§ **Fragmento del texto**:

10 noviembre 2022

Reflexión domingo 13 noviembre: LAS PIEDRAS DEL TEMPLO

 LAS PIEDRAS DEL TEMPLO

Por Antonio García Moreno

1.- “Mirad que llega el día, ardiente como un horno; malvados y perversos serán la paja, y los quemaré el día que ha de venir" (Mal 4, 1) Dios avisa de cuando en cuando a sus hijos los hombres, nos recuerda que todo esto ha de terminar, nos hace caer en la cuenta de que todo pasa, de que vendrá un día en el que caerá el telón de la comedia de esta vida. Día terrible, día de la ira, día de lágrimas, día de fuego vivo.

A veces el corazón se nos encoge, nos asustamos ante el recuerdo de que este mundo puede derrumbarse estrepitosamente, al saber el potencial de armas atómicas y químicas que hay almacenado, al conocer que pueden volver los días tristes de una guerra, que nuevamente podemos vivir huyendo, temiendo que un día nos maten como a ratas.

No, Dios no quiere asustarnos. Y mucho menos trata de tenernos a raya con terribles cuentos de miedo, o con narraciones terroríficas de ciencia ficción. Dios nos habla con lealtad y, como alguien que nos ama entrañablemente, nos avisa del riesgo que corremos si continuamos metidos en el pecado. Sí, los perversos, los empecinados en vivir de espaldas a Dios, los malvados serán la paja seca que devorará el gran incendio del día final.

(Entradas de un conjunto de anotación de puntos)
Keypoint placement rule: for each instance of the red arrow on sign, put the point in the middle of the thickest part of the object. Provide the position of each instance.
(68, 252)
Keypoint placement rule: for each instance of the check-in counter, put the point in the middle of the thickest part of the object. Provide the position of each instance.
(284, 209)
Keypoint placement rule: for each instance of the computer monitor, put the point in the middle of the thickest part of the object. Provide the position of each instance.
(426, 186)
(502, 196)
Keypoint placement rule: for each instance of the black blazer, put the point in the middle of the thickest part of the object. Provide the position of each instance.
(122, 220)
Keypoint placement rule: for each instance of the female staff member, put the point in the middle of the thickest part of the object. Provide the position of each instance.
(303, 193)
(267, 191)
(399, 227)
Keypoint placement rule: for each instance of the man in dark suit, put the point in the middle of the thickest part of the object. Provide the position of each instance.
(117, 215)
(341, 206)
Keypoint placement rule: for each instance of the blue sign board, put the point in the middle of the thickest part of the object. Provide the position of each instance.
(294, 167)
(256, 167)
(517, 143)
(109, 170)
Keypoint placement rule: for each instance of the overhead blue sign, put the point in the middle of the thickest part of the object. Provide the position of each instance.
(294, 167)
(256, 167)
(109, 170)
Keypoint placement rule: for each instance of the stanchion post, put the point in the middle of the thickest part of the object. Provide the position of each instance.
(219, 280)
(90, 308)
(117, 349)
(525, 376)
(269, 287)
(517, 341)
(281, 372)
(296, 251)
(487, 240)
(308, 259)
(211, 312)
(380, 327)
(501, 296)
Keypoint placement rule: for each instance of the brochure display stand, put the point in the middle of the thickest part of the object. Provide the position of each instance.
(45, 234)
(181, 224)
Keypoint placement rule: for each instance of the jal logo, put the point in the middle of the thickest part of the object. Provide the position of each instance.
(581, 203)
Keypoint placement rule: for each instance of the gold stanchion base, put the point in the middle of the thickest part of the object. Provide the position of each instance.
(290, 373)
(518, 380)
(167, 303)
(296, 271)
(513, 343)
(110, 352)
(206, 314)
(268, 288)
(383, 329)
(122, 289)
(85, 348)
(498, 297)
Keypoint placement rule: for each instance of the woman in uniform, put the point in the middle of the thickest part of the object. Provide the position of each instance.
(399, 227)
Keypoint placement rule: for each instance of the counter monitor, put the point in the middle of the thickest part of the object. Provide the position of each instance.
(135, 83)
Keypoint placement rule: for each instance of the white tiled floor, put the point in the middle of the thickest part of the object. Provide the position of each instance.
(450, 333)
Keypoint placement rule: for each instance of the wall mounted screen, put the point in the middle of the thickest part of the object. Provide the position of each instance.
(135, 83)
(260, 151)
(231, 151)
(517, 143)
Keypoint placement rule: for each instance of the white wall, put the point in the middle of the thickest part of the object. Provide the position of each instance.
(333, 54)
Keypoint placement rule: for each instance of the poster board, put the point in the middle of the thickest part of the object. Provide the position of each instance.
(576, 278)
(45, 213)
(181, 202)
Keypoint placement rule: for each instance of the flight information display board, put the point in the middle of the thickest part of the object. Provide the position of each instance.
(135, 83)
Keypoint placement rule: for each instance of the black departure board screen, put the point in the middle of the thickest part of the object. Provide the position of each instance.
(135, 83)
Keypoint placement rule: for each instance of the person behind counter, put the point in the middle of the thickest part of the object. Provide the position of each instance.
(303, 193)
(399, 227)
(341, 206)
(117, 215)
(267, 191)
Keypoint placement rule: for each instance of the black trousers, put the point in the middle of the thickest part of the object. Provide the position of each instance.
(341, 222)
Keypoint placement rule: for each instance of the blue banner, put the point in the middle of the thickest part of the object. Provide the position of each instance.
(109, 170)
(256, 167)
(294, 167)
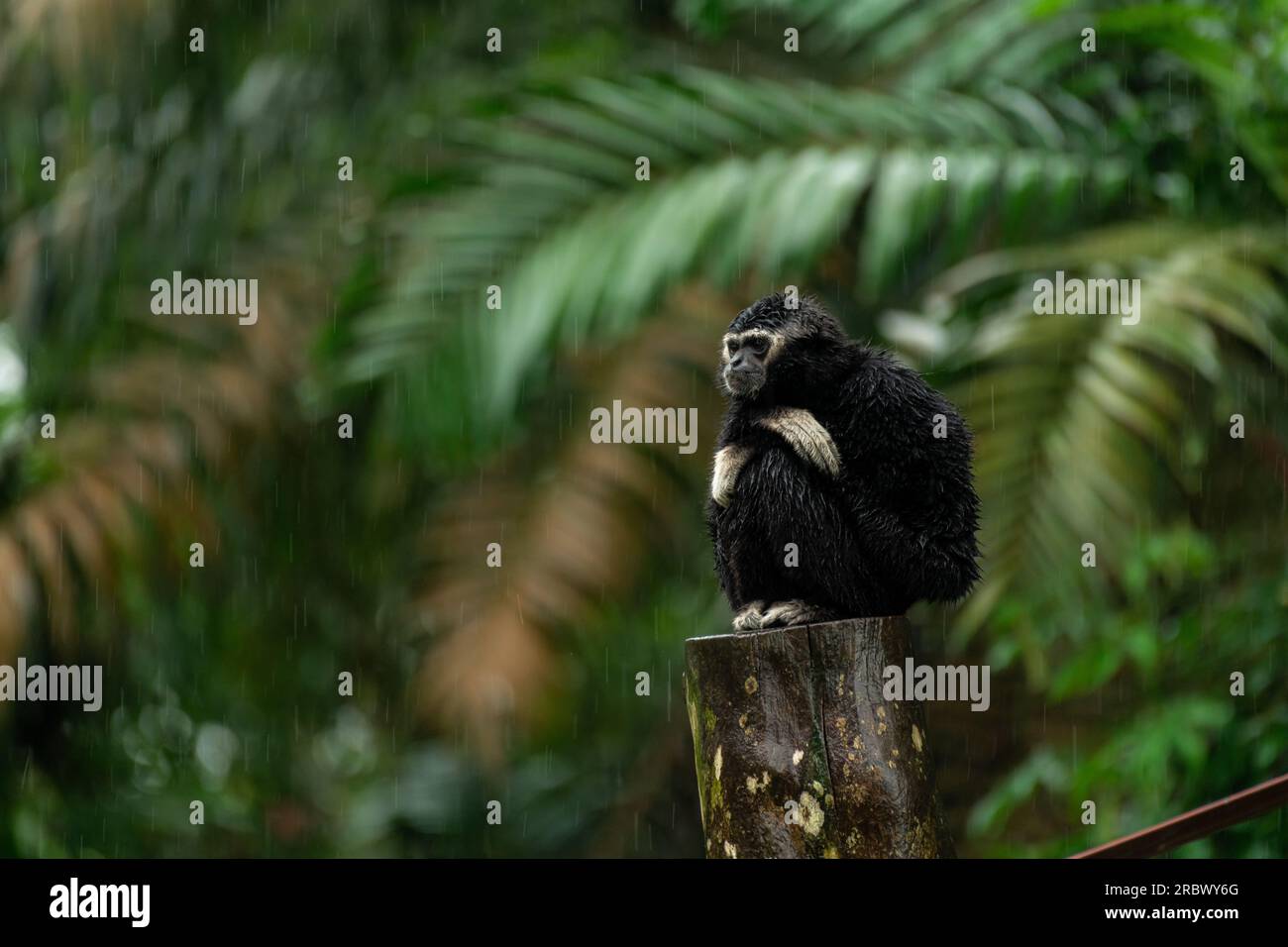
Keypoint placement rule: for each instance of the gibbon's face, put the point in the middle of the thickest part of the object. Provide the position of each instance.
(769, 338)
(745, 360)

§ **Tarea A**:
Responde estas preguntas sobre la reflexión acerca de las piedras del templo:
(i) ¿Qué referencia bíblica figura junto a las palabras entre comillas del primer párrafo?
(ii) ¿Qué tipos de armas se mencionan como almacenadas en el párrafo que empieza con "A veces el corazón se nos encoge"?
(iii) Según el último párrafo, ¿en qué se convertirán los malvados el día final?
§ **Tarea B**: Reescribe de forma más breve el párrafo de la reflexión que comienza con "A veces el corazón se nos encoge", conservando sus datos principales.
Para responder, básate únicamente en la reflexión.

§ **Respuesta final A**:
(i) Mal 4, 1.
(ii) Armas atómicas y químicas.
(iii) Serán la paja seca que devorará el gran incendio del día final.

§ **Respuesta final B**: A veces nos asusta recordar que este mundo puede derrumbarse, por las armas atómicas y químicas almacenadas y porque pueden volver los días tristes de una guerra, en los que viviríamos huyendo y con miedo a que nos maten.